*Data for the task*
******
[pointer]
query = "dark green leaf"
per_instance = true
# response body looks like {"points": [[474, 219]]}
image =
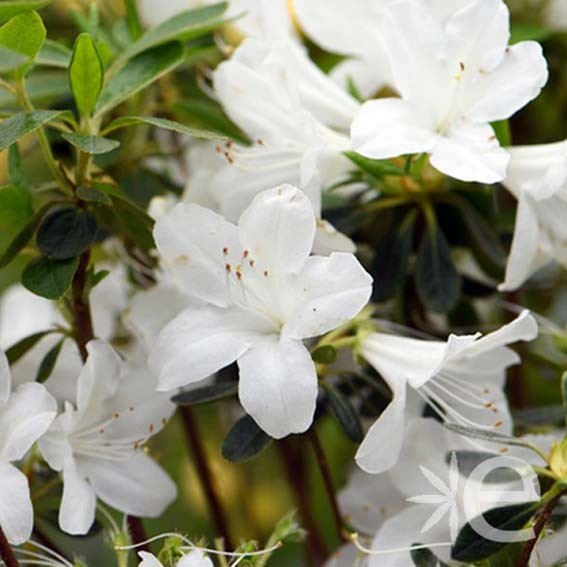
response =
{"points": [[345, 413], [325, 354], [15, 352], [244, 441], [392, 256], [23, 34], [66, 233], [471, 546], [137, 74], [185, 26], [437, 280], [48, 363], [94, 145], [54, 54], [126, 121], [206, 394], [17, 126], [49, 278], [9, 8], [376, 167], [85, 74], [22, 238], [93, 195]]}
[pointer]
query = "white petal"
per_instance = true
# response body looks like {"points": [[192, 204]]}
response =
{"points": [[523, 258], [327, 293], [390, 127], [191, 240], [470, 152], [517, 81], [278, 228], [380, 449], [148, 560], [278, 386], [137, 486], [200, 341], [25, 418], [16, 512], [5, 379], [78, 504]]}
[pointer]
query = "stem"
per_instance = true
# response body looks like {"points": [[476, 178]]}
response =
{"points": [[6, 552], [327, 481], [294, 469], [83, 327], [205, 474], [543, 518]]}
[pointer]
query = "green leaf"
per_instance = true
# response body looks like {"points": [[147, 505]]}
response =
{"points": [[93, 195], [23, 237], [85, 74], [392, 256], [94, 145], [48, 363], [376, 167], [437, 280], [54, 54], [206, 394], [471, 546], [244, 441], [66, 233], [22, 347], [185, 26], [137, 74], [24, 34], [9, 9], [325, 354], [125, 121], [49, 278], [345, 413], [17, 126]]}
******
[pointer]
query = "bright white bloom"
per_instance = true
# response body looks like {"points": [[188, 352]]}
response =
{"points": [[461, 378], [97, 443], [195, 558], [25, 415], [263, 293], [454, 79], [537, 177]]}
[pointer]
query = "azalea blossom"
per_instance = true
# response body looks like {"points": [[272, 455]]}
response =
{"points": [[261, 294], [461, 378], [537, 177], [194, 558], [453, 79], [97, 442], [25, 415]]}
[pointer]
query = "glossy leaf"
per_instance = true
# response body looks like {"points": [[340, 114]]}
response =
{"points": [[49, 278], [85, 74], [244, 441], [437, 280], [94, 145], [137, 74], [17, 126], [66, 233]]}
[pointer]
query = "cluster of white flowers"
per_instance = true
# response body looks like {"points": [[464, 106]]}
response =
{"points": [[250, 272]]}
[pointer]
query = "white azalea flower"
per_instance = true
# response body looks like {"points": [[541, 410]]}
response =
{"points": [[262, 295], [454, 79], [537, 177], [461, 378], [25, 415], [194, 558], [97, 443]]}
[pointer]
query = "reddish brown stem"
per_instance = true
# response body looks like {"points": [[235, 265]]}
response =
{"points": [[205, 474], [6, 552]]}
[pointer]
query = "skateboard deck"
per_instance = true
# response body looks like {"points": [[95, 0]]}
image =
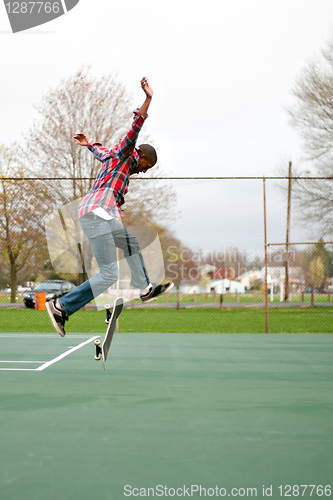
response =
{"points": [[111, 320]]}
******
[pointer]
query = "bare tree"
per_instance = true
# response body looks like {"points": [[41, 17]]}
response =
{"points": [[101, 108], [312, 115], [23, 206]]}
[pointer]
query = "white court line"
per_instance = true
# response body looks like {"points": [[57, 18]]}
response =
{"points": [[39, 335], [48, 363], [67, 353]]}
******
*Work order*
Check each line of the entries above for the word "white". List the ones that have it.

*Solution*
query = "white petal"
query = "bright white bloom"
query = "cluster of white flowers"
query = "white azalea flower"
query = "white court line"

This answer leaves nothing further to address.